▶ **What the task asks**
Once the line containing "Target: wet asphalt road" is found, retype it and each line after it through the last entry below, word for word, and nothing else.

▶ **Listed records**
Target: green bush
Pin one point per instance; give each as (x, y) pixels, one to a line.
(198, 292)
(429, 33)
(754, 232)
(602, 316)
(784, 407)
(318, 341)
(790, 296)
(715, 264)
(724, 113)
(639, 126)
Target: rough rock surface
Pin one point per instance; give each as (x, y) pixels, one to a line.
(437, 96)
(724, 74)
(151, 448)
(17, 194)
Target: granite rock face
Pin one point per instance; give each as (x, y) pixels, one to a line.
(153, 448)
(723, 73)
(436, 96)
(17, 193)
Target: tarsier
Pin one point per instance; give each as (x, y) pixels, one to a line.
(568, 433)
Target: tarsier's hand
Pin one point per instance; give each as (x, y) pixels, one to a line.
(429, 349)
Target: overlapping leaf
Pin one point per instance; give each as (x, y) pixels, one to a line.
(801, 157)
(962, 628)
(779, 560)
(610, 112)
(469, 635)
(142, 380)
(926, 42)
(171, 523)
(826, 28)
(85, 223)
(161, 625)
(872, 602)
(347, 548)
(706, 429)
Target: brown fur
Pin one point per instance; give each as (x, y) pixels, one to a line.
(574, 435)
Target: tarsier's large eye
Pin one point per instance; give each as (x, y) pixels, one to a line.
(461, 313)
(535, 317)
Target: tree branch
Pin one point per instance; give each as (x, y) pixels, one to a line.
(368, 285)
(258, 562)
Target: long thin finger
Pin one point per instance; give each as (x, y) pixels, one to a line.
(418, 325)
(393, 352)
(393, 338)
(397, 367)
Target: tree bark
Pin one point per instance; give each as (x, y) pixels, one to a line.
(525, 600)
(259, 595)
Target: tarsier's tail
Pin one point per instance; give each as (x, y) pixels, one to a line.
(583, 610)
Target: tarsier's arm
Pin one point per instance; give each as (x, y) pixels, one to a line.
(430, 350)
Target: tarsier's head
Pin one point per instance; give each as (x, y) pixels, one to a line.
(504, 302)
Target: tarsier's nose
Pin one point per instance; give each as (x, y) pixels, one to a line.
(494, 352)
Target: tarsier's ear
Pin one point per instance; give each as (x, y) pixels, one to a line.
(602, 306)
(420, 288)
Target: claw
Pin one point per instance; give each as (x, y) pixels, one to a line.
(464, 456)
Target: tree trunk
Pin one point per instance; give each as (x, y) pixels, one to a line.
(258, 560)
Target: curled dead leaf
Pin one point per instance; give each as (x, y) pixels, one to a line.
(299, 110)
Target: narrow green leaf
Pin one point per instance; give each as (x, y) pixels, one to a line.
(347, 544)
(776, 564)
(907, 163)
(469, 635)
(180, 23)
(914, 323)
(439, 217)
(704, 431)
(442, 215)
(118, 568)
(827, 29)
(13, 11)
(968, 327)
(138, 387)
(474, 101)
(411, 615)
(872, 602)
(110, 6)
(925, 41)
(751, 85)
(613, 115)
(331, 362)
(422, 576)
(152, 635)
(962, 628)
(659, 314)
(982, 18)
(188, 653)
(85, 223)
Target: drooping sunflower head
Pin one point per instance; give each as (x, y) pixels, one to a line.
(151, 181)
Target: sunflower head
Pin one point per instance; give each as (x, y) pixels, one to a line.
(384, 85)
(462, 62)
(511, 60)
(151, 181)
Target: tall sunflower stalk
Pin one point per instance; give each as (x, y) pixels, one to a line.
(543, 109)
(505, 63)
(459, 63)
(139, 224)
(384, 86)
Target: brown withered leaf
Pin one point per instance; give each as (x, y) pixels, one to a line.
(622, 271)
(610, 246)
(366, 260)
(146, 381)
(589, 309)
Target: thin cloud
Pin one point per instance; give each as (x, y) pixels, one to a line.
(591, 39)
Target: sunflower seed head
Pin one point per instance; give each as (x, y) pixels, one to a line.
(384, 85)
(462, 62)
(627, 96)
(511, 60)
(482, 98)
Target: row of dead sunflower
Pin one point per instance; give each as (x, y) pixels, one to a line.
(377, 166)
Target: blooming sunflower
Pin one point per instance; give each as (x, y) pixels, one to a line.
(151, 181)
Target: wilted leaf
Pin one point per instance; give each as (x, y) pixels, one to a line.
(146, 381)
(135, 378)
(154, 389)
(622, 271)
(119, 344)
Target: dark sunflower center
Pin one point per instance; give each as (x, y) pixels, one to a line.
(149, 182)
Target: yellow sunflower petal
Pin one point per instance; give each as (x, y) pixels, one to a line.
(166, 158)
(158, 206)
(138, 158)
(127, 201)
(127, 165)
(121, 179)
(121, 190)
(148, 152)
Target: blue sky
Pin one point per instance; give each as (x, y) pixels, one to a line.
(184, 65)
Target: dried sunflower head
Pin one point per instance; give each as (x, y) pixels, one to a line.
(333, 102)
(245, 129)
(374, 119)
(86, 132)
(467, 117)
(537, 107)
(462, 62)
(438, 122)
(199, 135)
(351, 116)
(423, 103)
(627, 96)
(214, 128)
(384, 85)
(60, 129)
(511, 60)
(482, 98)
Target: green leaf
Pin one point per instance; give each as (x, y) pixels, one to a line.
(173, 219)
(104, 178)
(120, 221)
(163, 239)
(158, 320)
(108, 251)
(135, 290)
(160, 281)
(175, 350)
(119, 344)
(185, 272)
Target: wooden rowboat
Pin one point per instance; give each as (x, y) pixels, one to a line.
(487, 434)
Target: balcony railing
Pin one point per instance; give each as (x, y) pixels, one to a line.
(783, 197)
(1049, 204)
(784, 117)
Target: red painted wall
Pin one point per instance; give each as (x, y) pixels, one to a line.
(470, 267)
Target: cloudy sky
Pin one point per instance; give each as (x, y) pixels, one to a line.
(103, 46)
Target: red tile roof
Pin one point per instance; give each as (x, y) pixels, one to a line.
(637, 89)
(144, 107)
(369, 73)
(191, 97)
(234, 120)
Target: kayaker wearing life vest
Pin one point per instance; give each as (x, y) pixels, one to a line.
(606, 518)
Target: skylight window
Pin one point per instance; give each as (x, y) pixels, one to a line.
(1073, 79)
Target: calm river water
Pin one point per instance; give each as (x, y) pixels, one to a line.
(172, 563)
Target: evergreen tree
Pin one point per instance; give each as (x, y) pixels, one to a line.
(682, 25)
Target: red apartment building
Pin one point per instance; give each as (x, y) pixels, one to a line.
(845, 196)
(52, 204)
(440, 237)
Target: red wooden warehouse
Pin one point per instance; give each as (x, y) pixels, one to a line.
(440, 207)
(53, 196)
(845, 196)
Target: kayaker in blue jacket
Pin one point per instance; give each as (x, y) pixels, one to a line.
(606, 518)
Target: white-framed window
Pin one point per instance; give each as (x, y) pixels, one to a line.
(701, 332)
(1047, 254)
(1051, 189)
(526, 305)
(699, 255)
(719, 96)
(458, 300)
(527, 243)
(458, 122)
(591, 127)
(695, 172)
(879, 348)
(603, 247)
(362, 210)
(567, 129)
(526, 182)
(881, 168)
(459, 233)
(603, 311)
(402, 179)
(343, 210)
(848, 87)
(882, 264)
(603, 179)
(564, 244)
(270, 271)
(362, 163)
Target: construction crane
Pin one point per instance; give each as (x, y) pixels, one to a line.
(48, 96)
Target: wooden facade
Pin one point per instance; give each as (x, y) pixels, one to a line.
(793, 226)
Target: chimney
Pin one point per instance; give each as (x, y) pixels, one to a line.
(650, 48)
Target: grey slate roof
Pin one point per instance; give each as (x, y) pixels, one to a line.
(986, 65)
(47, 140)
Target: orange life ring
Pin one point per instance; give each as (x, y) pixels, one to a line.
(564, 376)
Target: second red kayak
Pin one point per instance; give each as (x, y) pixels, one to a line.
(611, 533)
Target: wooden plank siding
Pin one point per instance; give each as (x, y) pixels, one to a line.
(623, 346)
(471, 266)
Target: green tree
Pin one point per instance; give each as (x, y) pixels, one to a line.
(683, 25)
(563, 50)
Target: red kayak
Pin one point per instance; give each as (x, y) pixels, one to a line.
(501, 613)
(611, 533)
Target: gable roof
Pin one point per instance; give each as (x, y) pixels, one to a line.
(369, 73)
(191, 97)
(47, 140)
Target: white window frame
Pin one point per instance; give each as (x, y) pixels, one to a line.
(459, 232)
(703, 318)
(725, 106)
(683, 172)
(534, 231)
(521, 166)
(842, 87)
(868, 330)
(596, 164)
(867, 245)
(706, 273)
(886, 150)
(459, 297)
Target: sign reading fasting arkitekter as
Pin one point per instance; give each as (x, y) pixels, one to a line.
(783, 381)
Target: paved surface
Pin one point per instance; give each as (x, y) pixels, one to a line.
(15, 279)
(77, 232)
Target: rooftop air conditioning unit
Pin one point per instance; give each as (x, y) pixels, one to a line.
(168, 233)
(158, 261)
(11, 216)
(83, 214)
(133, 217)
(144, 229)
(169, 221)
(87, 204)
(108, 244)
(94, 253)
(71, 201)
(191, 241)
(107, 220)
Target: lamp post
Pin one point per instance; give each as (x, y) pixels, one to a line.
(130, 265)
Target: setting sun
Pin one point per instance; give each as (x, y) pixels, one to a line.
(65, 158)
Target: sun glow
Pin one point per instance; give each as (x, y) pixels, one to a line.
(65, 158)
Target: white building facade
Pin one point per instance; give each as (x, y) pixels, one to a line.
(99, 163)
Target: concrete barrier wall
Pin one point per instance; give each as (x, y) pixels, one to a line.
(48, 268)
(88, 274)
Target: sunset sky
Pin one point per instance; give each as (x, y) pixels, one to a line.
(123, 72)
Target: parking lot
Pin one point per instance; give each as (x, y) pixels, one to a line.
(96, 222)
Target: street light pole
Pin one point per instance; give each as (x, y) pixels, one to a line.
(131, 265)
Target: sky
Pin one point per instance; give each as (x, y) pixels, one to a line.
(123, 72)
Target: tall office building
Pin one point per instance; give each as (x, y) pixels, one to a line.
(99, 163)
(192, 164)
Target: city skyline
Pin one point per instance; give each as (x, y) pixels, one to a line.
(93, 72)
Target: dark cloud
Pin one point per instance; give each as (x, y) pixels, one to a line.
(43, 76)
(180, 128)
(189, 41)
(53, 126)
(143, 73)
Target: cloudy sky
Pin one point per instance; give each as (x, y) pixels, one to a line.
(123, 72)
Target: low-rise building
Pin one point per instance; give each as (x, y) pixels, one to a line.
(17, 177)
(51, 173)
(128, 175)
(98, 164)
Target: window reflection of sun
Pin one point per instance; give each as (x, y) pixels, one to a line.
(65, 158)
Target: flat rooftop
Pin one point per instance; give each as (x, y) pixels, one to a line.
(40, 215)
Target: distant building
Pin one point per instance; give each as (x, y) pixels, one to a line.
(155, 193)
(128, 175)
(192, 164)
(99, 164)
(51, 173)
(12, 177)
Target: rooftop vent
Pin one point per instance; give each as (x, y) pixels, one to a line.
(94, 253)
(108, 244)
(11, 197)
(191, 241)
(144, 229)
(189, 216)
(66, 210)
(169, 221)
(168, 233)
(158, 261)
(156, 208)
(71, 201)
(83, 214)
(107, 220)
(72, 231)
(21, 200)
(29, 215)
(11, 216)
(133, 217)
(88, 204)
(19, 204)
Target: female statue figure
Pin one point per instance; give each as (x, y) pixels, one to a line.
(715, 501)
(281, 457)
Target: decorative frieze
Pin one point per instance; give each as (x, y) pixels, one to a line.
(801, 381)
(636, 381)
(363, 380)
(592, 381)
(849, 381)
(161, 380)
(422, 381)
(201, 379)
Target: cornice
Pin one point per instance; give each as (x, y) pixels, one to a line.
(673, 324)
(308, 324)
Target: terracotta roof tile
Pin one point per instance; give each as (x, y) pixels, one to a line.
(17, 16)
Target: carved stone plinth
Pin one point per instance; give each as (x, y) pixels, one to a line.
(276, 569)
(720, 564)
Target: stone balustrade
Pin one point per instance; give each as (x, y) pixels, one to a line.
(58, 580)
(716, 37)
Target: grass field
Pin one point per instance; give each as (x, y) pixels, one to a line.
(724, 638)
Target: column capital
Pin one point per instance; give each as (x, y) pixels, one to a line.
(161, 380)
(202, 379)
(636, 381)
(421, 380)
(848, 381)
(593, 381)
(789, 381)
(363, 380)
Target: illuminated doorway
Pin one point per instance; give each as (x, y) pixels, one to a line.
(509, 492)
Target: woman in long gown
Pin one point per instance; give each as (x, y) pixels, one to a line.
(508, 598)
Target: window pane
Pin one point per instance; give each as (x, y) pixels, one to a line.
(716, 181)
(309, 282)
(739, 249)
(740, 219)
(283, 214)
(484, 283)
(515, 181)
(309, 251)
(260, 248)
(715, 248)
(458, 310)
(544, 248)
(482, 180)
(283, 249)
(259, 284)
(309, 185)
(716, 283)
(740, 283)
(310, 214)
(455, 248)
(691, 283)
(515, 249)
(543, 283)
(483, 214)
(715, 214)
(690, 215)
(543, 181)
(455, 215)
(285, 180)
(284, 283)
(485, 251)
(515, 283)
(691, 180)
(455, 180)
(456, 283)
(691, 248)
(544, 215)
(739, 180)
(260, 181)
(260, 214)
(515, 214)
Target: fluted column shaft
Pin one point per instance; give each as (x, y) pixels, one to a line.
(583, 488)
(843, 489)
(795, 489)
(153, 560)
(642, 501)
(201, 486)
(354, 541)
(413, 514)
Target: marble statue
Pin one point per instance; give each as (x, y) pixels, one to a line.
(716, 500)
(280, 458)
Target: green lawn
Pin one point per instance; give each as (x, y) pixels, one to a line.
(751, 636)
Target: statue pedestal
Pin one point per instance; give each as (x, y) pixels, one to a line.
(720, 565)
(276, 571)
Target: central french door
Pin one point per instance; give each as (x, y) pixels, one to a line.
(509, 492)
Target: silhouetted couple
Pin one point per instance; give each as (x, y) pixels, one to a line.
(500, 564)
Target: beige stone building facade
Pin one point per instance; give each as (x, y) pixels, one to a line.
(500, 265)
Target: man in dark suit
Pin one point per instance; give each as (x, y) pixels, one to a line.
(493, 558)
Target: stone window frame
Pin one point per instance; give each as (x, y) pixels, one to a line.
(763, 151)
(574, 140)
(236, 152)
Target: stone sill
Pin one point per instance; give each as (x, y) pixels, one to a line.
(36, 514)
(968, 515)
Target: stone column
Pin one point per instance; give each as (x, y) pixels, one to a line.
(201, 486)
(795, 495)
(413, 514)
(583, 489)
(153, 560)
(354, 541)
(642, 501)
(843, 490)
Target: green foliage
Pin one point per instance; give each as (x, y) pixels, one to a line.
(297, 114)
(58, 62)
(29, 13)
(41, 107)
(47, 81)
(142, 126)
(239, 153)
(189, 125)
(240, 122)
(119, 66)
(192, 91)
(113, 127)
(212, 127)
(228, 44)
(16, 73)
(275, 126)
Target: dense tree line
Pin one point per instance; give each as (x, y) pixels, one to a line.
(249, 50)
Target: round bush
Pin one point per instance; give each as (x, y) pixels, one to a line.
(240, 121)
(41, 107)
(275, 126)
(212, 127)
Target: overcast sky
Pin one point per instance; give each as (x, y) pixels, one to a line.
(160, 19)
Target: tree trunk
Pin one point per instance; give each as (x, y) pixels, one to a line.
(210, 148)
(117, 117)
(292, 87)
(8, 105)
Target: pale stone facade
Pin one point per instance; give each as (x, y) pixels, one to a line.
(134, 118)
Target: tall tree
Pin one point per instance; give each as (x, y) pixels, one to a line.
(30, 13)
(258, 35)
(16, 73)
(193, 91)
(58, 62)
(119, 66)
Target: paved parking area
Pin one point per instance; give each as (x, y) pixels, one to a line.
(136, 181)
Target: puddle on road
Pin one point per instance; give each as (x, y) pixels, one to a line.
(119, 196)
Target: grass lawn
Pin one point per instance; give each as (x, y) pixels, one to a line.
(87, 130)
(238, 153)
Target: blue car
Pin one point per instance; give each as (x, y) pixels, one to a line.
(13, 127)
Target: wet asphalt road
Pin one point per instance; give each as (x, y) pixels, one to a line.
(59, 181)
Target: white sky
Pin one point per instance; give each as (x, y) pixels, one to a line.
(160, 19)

▶ **Response**
Target: wet asphalt road
Pin one point per instance; give each as (x, y) pixels, one to a line.
(59, 181)
Target: white sky
Pin one point per instance; give each as (x, y) pixels, one to a line.
(160, 19)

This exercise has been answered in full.